→ Written problem: Reproduce the listing below line for line, leaving every character unchanged.

→ Rows taken from a segmentation dataset:
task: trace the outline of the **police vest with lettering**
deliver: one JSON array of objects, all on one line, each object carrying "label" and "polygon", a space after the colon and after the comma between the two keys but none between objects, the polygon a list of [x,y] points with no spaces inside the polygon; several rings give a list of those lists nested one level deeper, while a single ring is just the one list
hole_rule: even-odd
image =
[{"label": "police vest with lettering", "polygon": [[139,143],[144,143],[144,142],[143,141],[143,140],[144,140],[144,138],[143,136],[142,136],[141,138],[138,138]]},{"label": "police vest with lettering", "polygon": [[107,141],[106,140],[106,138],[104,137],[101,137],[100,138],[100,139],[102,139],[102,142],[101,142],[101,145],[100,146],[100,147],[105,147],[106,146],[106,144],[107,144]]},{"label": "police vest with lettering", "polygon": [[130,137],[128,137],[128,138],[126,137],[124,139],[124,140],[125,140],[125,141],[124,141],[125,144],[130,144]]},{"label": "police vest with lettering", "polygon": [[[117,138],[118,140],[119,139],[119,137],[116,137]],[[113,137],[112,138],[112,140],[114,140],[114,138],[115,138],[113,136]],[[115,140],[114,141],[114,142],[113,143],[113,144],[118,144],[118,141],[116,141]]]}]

→ Final result:
task: trace the outline of the **police vest with lettering**
deliver: one JSON array of objects, all on one line, each object carrying "label" and "polygon", a space after the colon and after the comma between the two keys but none between objects, the polygon a list of [x,y] points with no spaces inside the polygon; several rings give a list of those lists nested one level deeper, while a single ring is just the one list
hole_rule: even-odd
image =
[{"label": "police vest with lettering", "polygon": [[139,143],[144,143],[144,142],[143,141],[143,140],[144,140],[144,138],[143,136],[142,136],[141,138],[138,138]]},{"label": "police vest with lettering", "polygon": [[107,141],[106,140],[106,138],[104,137],[101,137],[100,138],[100,139],[102,139],[102,142],[101,142],[101,145],[100,146],[100,147],[105,147],[106,146],[106,144],[107,144]]},{"label": "police vest with lettering", "polygon": [[130,137],[128,137],[128,138],[126,137],[124,139],[124,140],[125,140],[125,141],[124,141],[125,144],[130,144]]},{"label": "police vest with lettering", "polygon": [[[117,138],[118,140],[119,139],[119,137],[116,137]],[[113,137],[112,138],[112,140],[114,140],[114,138],[115,138],[113,136]],[[115,140],[114,141],[114,142],[113,143],[113,144],[118,144],[118,141],[116,141]]]}]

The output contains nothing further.